Records taken from a dataset
------
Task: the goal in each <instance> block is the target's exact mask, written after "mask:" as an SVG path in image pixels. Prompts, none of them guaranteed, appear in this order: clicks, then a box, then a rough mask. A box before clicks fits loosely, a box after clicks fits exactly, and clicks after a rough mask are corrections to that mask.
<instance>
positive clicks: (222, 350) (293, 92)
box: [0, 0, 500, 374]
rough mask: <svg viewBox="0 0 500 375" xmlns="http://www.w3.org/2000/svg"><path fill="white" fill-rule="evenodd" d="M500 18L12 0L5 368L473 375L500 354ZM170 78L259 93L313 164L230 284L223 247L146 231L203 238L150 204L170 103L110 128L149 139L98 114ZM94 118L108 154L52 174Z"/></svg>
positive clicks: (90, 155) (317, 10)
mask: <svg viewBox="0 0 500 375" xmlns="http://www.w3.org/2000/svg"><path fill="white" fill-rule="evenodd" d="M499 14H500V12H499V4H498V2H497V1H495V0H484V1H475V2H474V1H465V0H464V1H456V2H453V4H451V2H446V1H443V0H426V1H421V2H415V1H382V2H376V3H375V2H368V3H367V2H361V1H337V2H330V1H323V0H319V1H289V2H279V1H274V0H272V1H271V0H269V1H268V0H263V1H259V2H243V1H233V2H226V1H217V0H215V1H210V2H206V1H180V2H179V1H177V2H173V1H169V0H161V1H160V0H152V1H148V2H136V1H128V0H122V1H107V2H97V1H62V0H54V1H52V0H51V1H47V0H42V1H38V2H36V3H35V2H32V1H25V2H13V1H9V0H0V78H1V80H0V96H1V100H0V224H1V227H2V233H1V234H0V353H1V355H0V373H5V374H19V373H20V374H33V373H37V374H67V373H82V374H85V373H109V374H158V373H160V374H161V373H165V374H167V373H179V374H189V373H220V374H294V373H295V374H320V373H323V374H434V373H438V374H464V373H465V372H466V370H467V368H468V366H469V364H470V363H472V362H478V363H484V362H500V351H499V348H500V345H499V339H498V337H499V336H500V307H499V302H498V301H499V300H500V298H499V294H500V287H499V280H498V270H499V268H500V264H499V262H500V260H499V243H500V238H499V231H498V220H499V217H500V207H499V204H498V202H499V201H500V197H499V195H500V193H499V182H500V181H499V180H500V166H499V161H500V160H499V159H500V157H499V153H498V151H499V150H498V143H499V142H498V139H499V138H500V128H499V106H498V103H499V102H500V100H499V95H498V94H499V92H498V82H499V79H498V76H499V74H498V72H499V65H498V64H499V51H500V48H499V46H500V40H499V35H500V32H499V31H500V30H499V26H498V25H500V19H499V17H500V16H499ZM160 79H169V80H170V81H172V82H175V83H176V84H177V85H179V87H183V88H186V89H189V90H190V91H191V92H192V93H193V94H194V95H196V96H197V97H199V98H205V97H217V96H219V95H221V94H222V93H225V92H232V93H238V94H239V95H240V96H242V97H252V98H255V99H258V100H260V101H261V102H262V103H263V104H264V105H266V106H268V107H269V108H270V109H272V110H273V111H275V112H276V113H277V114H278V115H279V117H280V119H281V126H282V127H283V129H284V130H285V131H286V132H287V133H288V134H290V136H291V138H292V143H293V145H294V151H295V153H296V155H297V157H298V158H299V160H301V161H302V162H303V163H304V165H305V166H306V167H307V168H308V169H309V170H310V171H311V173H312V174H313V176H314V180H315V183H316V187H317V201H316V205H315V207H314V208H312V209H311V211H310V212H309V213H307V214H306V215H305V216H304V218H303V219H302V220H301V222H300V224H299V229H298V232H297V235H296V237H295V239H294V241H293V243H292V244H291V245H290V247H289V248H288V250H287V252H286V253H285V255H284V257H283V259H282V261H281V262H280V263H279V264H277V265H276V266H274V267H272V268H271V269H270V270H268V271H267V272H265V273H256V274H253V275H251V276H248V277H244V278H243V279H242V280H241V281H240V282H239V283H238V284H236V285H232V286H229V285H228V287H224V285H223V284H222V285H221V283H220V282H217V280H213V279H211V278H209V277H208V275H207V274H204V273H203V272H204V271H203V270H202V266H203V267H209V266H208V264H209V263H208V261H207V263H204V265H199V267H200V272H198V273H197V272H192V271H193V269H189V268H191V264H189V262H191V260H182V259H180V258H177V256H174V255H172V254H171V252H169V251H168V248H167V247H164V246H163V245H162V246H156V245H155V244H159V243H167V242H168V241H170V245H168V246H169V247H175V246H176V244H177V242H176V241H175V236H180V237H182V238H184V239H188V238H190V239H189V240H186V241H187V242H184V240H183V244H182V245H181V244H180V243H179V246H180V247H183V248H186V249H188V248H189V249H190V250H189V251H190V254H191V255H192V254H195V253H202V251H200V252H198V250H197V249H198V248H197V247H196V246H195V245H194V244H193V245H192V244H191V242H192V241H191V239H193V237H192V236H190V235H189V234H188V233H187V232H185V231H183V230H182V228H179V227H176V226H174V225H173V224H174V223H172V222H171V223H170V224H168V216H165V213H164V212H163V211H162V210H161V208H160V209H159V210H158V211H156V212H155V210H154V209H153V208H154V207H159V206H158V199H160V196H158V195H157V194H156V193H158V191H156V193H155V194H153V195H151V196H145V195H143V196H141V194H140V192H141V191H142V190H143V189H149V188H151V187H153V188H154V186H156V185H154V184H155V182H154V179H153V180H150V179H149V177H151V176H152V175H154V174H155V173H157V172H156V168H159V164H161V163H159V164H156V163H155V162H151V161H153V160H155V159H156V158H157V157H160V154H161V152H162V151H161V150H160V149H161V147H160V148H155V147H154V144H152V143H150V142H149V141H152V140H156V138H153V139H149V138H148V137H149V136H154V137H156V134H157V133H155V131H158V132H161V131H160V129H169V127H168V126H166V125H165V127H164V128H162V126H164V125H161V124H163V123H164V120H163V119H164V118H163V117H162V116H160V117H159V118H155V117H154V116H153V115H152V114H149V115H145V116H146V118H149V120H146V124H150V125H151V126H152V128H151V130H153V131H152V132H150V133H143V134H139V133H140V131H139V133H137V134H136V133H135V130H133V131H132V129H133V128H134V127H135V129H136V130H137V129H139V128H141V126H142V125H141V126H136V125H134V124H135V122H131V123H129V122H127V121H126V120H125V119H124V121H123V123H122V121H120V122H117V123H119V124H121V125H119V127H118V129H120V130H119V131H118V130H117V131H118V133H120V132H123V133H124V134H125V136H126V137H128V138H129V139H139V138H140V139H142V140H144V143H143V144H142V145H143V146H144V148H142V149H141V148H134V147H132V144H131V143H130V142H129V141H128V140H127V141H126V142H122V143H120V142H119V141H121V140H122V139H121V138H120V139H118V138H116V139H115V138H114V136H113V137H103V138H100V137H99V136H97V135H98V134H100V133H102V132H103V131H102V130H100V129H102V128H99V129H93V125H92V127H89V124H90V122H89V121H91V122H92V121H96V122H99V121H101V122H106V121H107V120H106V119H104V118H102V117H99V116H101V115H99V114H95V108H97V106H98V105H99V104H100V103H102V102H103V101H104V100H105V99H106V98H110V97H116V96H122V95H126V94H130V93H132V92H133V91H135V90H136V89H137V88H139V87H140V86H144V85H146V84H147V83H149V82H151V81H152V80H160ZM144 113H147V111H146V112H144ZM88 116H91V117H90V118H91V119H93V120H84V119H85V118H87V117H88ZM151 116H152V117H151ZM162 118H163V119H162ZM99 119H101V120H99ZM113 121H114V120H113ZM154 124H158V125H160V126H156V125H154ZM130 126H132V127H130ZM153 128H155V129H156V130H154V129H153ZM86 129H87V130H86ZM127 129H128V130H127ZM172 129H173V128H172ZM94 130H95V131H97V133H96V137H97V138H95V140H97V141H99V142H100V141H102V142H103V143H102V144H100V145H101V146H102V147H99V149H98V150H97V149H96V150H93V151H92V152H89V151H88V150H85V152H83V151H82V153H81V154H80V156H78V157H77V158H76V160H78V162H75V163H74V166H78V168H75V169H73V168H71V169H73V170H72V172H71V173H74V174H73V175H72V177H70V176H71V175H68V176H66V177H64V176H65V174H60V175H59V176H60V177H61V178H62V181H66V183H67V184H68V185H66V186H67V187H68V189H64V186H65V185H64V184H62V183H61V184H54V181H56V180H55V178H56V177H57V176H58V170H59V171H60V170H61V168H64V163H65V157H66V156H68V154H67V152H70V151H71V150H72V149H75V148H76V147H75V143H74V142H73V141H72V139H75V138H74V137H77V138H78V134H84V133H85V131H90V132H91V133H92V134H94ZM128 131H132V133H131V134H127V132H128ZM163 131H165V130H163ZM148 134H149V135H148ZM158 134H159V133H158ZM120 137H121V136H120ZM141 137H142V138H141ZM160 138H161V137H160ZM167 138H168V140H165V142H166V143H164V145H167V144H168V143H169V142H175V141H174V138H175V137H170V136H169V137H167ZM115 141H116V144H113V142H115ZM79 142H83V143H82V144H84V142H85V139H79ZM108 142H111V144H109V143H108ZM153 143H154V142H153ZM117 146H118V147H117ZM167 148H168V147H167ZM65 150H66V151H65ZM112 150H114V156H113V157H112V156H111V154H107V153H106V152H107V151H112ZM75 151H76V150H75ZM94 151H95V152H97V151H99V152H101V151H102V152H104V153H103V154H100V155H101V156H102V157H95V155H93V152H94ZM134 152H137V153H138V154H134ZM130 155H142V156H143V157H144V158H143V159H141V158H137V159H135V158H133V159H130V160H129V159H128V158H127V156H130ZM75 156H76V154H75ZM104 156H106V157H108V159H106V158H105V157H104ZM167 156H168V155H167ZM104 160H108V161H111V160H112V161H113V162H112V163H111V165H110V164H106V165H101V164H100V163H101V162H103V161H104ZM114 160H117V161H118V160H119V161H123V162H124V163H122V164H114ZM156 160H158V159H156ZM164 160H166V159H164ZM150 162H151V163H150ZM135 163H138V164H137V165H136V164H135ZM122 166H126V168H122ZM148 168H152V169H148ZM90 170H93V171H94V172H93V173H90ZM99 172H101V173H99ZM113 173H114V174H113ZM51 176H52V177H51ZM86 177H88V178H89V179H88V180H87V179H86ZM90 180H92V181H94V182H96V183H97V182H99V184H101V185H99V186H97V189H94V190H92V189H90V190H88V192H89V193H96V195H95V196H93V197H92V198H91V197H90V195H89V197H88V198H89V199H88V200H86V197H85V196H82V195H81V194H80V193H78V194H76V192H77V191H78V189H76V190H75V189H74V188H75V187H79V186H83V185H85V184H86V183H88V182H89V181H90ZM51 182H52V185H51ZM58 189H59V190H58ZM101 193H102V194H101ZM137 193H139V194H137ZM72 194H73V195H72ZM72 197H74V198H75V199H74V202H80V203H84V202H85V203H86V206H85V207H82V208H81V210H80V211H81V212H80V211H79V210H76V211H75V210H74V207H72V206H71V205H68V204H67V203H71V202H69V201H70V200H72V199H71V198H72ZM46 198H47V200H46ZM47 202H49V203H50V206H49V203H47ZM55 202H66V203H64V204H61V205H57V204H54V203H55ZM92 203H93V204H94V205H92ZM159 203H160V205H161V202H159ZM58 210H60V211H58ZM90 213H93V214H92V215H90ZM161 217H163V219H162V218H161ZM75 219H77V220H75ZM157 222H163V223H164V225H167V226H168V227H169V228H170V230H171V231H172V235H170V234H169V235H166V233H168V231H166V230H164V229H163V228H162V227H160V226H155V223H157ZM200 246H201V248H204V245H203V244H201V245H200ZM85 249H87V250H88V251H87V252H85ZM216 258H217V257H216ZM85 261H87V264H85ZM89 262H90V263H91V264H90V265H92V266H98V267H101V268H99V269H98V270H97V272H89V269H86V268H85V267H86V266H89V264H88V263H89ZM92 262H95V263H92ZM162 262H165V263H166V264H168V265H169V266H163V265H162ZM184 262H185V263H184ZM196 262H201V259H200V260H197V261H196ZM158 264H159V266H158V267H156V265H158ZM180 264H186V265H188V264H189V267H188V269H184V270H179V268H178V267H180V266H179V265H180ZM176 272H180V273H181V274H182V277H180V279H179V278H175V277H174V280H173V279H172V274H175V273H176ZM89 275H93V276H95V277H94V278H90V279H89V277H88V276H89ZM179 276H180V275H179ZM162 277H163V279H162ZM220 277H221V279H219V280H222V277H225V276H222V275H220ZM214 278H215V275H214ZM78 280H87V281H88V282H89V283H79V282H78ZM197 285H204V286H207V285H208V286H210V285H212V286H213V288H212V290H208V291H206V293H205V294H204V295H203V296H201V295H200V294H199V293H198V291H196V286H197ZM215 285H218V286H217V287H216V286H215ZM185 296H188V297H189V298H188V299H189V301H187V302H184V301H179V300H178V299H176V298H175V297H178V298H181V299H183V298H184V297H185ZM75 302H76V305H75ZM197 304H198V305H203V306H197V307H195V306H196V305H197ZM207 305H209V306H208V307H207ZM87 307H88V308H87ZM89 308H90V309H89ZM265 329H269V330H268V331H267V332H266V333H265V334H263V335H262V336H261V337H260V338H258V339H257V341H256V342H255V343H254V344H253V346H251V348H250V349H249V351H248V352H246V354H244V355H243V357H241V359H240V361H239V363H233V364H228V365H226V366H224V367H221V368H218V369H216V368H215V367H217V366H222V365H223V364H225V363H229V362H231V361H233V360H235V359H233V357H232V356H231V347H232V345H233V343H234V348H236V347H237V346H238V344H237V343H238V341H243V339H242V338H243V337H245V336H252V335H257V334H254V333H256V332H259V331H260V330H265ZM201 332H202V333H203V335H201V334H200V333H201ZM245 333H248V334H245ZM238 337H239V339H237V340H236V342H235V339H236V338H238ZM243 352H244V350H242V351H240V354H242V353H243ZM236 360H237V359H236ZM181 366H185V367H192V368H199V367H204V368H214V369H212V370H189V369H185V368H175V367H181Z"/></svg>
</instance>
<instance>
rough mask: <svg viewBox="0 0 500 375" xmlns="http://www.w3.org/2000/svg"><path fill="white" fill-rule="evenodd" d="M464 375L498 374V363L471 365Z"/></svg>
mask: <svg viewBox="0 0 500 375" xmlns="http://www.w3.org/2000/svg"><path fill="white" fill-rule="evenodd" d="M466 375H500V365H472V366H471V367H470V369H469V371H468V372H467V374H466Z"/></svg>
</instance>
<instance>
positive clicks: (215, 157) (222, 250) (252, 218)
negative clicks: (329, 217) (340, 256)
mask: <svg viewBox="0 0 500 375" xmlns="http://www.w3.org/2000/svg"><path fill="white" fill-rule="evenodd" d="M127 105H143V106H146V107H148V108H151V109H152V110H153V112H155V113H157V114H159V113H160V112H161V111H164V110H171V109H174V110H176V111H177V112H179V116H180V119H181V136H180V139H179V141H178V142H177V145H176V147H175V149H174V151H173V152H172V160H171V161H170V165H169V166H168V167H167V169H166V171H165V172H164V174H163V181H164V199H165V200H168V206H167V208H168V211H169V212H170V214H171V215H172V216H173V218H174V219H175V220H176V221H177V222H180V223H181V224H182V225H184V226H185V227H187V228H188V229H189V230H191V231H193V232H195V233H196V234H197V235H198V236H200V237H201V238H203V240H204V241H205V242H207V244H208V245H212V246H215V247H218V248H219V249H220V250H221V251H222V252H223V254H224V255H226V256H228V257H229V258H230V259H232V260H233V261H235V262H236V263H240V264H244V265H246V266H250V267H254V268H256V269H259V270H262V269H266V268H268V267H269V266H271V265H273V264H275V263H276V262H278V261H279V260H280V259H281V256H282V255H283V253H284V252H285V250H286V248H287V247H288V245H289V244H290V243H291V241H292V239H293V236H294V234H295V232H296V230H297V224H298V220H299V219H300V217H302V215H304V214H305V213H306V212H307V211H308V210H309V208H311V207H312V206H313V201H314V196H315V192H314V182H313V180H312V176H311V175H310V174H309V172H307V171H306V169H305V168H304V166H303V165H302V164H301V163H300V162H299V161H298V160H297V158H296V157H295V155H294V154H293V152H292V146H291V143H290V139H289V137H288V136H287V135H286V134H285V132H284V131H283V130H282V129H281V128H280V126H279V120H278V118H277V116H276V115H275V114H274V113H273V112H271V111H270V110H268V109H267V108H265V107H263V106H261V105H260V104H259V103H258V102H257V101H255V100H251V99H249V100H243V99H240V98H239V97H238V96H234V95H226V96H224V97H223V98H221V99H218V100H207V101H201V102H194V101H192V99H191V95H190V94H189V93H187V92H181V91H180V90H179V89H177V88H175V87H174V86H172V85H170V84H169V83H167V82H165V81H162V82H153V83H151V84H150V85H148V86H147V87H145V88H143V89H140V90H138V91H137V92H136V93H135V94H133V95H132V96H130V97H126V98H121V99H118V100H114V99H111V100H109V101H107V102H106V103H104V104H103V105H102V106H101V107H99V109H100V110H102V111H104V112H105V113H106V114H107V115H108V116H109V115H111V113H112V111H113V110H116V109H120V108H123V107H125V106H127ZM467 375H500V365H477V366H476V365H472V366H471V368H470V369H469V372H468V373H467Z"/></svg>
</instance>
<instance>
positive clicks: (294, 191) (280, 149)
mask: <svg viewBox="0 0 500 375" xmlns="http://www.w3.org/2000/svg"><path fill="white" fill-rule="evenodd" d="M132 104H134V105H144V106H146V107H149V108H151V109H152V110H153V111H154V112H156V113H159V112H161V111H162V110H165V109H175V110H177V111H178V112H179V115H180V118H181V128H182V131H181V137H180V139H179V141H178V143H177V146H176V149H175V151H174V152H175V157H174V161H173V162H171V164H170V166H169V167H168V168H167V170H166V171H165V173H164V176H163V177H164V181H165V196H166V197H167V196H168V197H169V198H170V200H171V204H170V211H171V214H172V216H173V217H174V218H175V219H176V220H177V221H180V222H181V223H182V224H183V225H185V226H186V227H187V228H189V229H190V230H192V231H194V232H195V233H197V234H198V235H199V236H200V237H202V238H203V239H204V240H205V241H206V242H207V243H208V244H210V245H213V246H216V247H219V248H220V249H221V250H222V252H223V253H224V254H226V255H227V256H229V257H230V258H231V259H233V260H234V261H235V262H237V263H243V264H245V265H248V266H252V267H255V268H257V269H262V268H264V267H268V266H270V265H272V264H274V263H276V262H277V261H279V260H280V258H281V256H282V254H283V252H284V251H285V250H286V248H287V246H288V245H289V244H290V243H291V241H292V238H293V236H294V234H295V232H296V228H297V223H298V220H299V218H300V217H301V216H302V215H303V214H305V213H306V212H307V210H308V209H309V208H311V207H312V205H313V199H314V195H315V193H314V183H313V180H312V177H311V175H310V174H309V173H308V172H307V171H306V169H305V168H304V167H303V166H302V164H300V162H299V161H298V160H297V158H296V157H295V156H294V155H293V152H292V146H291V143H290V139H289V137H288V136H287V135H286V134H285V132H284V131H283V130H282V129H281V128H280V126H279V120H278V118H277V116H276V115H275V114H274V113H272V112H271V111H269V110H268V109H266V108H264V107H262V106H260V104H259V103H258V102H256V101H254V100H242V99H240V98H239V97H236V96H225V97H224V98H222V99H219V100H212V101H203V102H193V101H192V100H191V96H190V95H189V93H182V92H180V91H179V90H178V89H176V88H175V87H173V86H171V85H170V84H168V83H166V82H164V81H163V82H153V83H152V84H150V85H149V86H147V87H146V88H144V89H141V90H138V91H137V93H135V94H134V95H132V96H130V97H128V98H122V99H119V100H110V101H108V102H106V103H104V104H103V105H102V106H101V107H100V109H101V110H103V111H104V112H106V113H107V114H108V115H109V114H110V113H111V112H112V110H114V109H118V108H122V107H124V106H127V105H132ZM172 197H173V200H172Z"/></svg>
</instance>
------
▶ _Requirement_:
Copy out word for word the lines from the start of the records through the line holding "positive clicks: (90, 155) (317, 10)", with both ends included.

▶ _Answer to this problem_:
Task: the goal in each <instance> block is the target's exact mask, written after "mask:" as an SVG path in image pixels. Prompts, none of them guaranteed, appear in this order: clicks, then a box, then a rough mask. A box before clicks fits loosely, a box after clicks fits exactly, and clicks after a rough mask are corrections to that mask.
<instance>
positive clicks: (222, 350) (293, 92)
box: [0, 0, 500, 374]
rough mask: <svg viewBox="0 0 500 375" xmlns="http://www.w3.org/2000/svg"><path fill="white" fill-rule="evenodd" d="M500 18L12 0L5 368L473 375L500 354ZM170 78L259 93L313 164L230 284L223 247L146 231L203 238L150 204L170 103L110 128L149 139L98 114ZM94 118L108 154L52 174Z"/></svg>
positive clicks: (90, 155) (317, 10)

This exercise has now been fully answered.